Segmentation labeling items
--
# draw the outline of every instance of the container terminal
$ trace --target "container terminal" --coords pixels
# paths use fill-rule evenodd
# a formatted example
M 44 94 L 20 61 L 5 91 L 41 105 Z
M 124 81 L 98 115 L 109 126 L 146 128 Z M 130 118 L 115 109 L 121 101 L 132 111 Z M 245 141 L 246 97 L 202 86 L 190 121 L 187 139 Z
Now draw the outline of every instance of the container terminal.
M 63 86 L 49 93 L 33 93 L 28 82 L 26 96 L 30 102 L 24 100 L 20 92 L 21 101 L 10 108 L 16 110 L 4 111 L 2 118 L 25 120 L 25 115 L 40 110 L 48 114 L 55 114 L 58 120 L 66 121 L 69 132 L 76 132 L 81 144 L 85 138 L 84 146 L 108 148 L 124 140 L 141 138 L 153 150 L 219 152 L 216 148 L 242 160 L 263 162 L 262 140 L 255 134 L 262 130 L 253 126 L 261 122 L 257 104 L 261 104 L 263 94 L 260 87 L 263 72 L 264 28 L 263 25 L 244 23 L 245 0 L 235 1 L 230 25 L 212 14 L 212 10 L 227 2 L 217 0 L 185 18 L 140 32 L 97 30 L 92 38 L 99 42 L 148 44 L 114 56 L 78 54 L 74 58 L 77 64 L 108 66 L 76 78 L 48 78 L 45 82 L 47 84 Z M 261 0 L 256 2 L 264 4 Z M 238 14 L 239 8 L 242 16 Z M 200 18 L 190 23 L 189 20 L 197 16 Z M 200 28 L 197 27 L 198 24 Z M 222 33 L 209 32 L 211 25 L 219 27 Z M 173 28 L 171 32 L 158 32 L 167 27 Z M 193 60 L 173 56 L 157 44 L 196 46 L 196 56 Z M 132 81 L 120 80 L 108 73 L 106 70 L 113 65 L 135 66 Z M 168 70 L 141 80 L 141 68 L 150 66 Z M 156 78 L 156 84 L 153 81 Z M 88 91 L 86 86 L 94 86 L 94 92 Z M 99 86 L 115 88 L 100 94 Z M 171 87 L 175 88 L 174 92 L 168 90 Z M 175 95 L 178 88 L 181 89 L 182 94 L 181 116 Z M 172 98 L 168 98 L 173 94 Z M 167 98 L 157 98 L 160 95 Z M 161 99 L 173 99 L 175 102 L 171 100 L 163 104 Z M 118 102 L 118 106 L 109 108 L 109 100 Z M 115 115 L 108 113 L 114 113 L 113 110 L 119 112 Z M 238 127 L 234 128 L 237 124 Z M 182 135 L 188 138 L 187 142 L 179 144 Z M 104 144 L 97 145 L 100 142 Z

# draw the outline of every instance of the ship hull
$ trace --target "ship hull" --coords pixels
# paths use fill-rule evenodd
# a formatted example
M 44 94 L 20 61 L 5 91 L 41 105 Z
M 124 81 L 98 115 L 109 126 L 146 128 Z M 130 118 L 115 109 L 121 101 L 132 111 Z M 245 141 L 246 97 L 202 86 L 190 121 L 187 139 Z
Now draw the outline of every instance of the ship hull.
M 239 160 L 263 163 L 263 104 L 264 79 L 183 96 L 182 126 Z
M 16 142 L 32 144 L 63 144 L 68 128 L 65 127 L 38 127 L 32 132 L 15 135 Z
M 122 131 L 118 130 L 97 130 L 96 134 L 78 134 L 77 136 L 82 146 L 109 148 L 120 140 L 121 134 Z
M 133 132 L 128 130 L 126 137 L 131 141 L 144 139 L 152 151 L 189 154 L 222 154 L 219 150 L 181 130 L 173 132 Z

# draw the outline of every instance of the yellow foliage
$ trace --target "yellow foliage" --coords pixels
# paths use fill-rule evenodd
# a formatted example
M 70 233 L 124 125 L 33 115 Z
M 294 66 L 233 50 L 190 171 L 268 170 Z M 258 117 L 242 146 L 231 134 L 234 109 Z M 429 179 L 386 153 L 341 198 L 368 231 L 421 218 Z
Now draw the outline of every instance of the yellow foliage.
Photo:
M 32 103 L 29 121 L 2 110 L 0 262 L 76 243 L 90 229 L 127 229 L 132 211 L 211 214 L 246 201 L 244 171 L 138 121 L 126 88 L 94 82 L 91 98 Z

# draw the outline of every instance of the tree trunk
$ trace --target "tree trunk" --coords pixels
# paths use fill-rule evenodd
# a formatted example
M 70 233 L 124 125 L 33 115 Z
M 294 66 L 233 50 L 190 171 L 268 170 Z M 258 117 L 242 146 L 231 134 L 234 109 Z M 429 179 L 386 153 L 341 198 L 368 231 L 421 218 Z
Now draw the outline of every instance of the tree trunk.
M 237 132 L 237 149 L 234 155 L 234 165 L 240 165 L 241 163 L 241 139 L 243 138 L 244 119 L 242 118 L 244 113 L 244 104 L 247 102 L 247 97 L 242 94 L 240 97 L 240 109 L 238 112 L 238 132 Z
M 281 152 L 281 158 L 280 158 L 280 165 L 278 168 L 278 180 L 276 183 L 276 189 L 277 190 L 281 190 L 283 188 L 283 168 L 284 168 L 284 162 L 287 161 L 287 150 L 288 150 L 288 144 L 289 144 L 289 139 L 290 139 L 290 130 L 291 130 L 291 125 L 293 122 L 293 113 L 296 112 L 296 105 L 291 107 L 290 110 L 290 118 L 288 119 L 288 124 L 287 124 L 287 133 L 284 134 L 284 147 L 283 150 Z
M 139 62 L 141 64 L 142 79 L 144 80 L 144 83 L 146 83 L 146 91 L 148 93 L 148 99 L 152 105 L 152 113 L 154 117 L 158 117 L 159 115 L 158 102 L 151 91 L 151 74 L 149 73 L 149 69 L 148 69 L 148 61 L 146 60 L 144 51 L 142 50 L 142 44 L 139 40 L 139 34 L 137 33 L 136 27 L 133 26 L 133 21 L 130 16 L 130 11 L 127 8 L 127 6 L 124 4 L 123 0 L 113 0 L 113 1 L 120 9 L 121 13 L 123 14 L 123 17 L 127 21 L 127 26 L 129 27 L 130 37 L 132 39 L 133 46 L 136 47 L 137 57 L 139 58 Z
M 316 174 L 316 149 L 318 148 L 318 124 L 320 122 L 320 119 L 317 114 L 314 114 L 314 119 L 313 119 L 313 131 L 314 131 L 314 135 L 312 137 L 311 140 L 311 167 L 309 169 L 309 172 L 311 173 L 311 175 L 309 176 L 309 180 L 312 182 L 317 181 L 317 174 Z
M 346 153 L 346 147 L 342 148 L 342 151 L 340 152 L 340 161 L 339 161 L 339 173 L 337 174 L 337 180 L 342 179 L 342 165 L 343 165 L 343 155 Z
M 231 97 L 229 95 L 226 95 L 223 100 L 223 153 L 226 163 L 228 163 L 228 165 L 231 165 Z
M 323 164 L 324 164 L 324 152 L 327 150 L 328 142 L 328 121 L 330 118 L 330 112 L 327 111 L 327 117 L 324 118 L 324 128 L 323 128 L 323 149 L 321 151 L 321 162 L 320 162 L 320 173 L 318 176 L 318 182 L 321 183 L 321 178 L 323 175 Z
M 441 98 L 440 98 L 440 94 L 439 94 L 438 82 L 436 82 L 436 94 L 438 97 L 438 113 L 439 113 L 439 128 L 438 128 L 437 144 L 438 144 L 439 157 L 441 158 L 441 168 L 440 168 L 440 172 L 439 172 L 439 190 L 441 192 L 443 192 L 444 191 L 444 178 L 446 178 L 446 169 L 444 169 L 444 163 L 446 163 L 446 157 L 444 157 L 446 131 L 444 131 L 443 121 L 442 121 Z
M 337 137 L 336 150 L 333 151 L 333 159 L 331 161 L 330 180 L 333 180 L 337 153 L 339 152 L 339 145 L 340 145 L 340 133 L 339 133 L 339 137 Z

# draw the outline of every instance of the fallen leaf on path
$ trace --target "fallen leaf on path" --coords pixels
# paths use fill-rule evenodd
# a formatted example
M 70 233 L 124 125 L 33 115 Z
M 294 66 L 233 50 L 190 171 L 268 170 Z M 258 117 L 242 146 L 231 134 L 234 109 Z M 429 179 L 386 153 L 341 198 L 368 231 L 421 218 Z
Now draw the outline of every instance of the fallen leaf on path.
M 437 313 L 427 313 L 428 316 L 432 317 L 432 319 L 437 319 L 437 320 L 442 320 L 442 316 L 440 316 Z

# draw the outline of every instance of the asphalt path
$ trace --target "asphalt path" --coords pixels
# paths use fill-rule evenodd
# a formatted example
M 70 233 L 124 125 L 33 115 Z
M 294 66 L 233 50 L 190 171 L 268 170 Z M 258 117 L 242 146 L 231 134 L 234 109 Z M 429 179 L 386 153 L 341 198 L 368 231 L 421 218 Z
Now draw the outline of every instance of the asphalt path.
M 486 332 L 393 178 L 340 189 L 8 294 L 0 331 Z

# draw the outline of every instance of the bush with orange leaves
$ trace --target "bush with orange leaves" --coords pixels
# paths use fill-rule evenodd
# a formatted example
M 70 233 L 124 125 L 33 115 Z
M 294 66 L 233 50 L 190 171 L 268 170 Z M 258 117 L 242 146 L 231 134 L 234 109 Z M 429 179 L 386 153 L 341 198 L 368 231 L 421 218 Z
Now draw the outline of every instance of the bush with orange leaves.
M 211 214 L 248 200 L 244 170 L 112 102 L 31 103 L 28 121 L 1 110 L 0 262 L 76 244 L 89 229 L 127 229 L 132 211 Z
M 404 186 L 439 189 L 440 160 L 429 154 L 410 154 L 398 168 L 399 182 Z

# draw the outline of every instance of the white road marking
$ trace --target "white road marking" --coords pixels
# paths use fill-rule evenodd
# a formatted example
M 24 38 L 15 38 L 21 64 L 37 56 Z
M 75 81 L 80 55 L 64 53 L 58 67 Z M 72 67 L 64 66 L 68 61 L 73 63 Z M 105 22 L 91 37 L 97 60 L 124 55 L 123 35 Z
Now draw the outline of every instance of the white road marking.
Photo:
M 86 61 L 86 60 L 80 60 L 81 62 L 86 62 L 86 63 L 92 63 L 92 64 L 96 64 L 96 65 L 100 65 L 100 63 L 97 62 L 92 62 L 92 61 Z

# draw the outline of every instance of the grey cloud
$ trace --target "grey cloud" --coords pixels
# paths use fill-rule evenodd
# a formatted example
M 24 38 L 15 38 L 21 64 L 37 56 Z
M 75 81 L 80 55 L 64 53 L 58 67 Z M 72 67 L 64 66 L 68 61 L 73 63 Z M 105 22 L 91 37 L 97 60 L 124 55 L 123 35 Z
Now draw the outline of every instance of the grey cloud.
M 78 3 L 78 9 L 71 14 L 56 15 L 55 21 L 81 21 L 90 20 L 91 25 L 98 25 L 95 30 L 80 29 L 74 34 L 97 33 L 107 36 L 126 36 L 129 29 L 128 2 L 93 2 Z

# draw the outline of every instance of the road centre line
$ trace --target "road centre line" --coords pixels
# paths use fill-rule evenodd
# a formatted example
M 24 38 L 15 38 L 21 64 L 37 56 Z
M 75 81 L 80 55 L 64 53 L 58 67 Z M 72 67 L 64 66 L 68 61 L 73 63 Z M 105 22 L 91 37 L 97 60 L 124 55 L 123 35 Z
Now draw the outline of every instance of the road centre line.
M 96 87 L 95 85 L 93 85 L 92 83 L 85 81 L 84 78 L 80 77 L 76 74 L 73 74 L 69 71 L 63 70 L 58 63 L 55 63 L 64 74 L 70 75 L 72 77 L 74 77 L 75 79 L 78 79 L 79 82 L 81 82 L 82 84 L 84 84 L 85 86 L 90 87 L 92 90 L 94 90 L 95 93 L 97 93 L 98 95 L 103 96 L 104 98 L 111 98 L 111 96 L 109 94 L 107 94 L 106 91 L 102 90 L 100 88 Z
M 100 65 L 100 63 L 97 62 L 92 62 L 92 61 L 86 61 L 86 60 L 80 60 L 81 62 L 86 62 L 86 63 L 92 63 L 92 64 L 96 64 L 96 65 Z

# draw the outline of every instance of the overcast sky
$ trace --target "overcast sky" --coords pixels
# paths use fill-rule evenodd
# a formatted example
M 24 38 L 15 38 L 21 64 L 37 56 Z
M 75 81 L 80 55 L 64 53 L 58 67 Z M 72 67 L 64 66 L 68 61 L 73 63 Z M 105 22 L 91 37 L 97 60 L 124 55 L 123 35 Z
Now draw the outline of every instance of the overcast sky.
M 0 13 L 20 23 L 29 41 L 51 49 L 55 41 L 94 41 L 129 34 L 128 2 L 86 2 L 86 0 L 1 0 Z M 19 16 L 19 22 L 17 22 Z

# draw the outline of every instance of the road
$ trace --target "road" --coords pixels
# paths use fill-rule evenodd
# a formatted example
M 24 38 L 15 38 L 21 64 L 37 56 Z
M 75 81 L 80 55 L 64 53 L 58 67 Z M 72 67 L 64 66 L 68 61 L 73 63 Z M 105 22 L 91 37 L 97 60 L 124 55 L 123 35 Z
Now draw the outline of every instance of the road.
--
■ Task description: Copy exactly the line containing "# draw the outline of every instance of the overcast" and every line after it, ending with the last line of the records above.

■ The response:
# draw the outline of every instance of the overcast sky
$ trace --target "overcast sky" --coords pixels
# paths use fill-rule evenodd
# a formatted example
M 24 38 L 15 38 L 21 64 L 37 56 Z
M 75 81 L 80 55 L 64 53 L 58 67 Z M 72 67 L 64 66 L 68 61 L 73 63 Z M 105 22 L 91 37 L 97 60 L 124 55 L 123 35 Z
Now draw the outline of every instance of the overcast sky.
M 0 13 L 20 23 L 29 41 L 51 49 L 55 41 L 94 41 L 129 34 L 128 2 L 86 2 L 86 0 L 1 0 Z M 19 16 L 19 22 L 17 22 Z

# draw the outline of every instance of the road
$ trace --target "road" --coords pixels
# paths use fill-rule evenodd
# a formatted example
M 24 38 L 15 38 L 21 64 L 37 56 Z
M 75 81 L 80 55 L 64 53 L 58 67 Z M 72 67 L 64 66 L 68 61 L 73 63 Z M 105 22 L 91 37 L 97 60 L 124 55 L 123 35 Z
Now draw the outline of every instance of the road.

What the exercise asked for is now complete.